ТЕКСТ ДЛЯ РАЗБОРА:
* * * * * * * * *

В дальнейшем четкие указания на то, что казнь должна стать публичной ради устрашения, вошли в Артикул воинский 1715 г. и в Генеральный регламент 1720 г.[1397] Возможно, поначалу в России при отсутствии бюрократического аппарата сохранялась проблема информирования народа о жестоком зрелище. По оценке зарубежного наблюдателя, когда казни «исполняются в одном конце города, о них не знают жители другого конца»[1398]. Но со временем «проблема» разрешилась. Когда в 1775 г. казнили Емельяна Пугачева, «бесчисленное множество народа столпилось на Болоте, где воздвигнут был высокий помост. <…> Кровли домов и лавок усеяны были людьми; низкая площадь и близкие улицы заставлены каретами и колясками»[1399]. А для полного «информирования» населения о случившемся сразу после казни «отрубленные члены четвертованных мятежников были разосланы по московским заставам»[1400]. Следует, правда, отметить, что при Елизавете Петровне казней не было, а при Екатерине II казнили редко, но кнутом могли засечь намертво[1401].

* * * * * * * * *

ПРЕДОСТАВЛЕННЫЕ МАТЕРИАЛЫ:
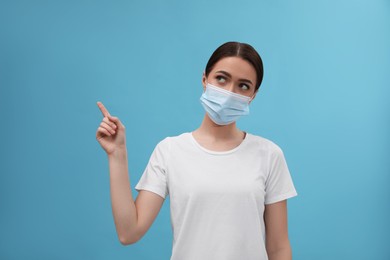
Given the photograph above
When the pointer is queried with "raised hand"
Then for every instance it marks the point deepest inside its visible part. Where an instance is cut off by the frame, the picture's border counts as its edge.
(111, 132)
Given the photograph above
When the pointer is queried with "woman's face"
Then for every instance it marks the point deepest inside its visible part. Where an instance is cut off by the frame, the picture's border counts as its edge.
(233, 74)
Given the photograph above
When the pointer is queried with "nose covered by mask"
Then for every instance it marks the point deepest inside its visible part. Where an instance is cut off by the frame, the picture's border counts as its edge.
(224, 107)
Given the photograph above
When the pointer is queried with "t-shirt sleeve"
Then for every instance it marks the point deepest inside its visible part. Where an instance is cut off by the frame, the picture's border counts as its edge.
(279, 185)
(154, 177)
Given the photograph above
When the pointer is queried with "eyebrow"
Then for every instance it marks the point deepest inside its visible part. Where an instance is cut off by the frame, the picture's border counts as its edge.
(228, 75)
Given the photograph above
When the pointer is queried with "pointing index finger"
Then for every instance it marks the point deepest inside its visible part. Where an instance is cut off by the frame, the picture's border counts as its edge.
(103, 109)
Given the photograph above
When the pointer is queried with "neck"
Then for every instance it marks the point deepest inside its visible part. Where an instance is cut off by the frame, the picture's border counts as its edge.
(218, 132)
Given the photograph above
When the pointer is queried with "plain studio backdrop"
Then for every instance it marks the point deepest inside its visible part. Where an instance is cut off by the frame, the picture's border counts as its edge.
(324, 100)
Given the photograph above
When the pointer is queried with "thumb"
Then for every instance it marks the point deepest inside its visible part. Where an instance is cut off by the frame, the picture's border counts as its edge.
(115, 120)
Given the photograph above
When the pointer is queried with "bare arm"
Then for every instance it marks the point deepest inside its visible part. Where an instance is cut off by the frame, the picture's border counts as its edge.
(132, 218)
(277, 242)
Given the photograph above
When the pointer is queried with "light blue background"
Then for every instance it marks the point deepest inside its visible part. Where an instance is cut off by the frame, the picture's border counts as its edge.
(324, 100)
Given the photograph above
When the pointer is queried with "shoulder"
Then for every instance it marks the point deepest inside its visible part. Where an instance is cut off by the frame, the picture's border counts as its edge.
(169, 140)
(264, 144)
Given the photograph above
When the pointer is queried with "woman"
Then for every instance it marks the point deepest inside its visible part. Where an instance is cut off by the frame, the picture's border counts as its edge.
(227, 188)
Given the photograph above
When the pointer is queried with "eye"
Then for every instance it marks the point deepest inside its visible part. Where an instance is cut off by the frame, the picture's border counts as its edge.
(221, 79)
(244, 87)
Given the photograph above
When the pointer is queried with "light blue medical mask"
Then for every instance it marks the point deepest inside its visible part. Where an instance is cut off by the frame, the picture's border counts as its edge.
(224, 107)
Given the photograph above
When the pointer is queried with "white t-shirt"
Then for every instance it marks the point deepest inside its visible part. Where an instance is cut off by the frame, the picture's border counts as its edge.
(217, 199)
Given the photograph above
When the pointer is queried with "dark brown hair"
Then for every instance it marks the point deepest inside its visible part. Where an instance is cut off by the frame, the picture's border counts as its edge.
(238, 49)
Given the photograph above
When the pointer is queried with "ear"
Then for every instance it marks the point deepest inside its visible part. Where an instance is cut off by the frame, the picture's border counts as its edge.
(204, 81)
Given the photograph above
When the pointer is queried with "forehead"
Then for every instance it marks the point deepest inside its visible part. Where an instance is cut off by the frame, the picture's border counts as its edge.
(237, 67)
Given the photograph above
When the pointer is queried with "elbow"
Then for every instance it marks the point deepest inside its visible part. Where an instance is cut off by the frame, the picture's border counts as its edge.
(128, 240)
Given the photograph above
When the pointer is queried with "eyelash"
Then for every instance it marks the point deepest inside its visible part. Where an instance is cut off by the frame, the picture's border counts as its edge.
(219, 77)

* * * * * * * * *

ЧТО НУЖНО СДЕЛАТЬ:
**a.** Перечислите всех людей, которые названы по имени в тексте о публичных казнях в России.
**b.** Допишите продолжение текста о публичных казнях в России, начав сразу после его последнего предложения.

СПИСОК ОТВЕТОВ:
**a.** Емельян Пугачев, Елизавета Петровна, Екатерина II

**b.**
Если живых «неправильных» людей стремились максимально скрыть от глаз оставшихся, то мертвых, наоборот, выпячивали. Две, казалось бы, противоположных линии поведения властей служили на самом деле одному и тому же – достижению «общего блага». Ведь «малейший преступник – это потенциальный цареубийца. А цареубийца – поистине тотальный, абсолютный преступник, поскольку вместо того, чтобы покушаться на конкретное решение или волеизъявление монарха, как это делает заурядный правонарушитель, он посягает на сам принцип монаршей власти в виде физической личности государя»[1402]. По сути дела, преступник покушается даже не на монарха, а на общественное благо, на счастье и радость того самого народа, который сходится смотреть казнь. Ведь без монарха и обеспечиваемого им порядка не будет счастья, как следует из теории Гоббса и воззрений, характерных для Людовика XIV и других «просвещенных монархов». Отказаться от публичных казней можно было лишь в том случае, если сама теория рациональной организации общества ради народного счастья будет признана ошибочной. Но вплоть до середины XVIII в. она сохраняла свое значение.